═══ PROVIDED PASSAGE ═══
TextUtils plugin v0.59.0

Numerous changes to file selection. Many commands support @file lists and internet files; now you can do stuff like:
Code:
dehtml http://jpsoft.com/
or:
Code:
echo %@textencoding[http://jpsoft.com/]
 
Charles:
1/ In the plugins which provide help only via a MSGBOX pop-up it should include the plugin name and version (e.g., SIFT).
2/ SIFT improvements:
2.1/ once again today I needed just the name of a file which was the "last wildcard match", i.e., alphanumerically last in a directory. The command I used was %@execstr[*dir/b/o-n wildcardspec] - it returned just the value I wanted. Could SIFT be enhanced to report based on names, too?
2.2/ often one needs only a single piece of information of just the one largest/latest/earliest ... etc. file. Using the array in such cases is not only an overkill, it must be allocated and deallocated. An @SIFT[] function, accepting the same basic parameters as the SIFT command (but neither array name nor item count), and an additional one specifying the file information to be returned, possibly in a manner similar to the PDIR command's report format specification, would be really nice.
 
1/ In the plugins which provide help only via a MSGBOX pop-up it should include the plugin name and version (e.g., SIFT).

They do all give the plugin name, don't they? Did I miss one?

(Why would the version number be useful? Since the message box is built into the .DLL, there's no way to get help for the wrong version.)
═══
> **TASK DETAILS**:
Copy the stretch of the plugin forum post from "2.2/ often one" through "the wrong version.)", keeping the wording unchanged.
═══ MATERIAL ═══
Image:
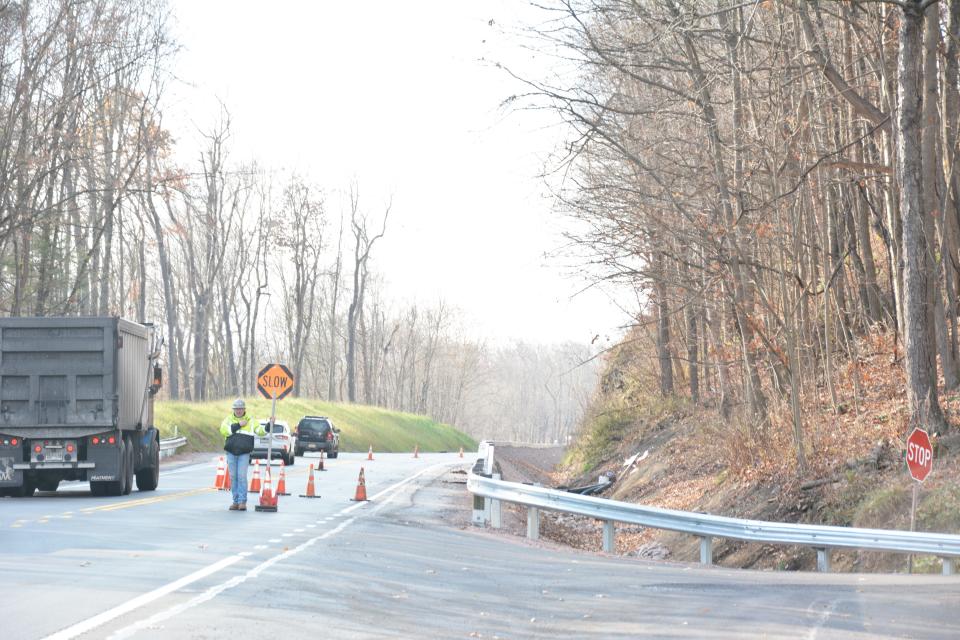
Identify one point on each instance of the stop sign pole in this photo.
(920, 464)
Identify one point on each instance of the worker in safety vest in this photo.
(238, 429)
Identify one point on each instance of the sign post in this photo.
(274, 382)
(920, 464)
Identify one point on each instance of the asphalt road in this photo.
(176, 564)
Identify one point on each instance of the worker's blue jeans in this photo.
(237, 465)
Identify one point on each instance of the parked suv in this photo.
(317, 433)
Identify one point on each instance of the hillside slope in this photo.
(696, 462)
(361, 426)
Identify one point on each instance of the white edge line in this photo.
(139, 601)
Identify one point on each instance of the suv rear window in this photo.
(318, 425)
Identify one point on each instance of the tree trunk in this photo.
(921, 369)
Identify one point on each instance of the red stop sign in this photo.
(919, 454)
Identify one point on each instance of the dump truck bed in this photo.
═══
> **RESPONSE**:
2.2/ often one needs only a single piece of information of just the one largest/latest/earliest ... etc. file. Using the array in such cases is not only an overkill, it must be allocated and deallocated. An @SIFT[] function, accepting the same basic parameters as the SIFT command (but neither array name nor item count), and an additional one specifying the file information to be returned, possibly in a manner similar to the PDIR command's report format specification, would be really nice.
 
1/ In the plugins which provide help only via a MSGBOX pop-up it should include the plugin name and version (e.g., SIFT).

They do all give the plugin name, don't they? Did I miss one?

(Why would the version number be useful? Since the message box is built into the .DLL, there's no way to get help for the wrong version.)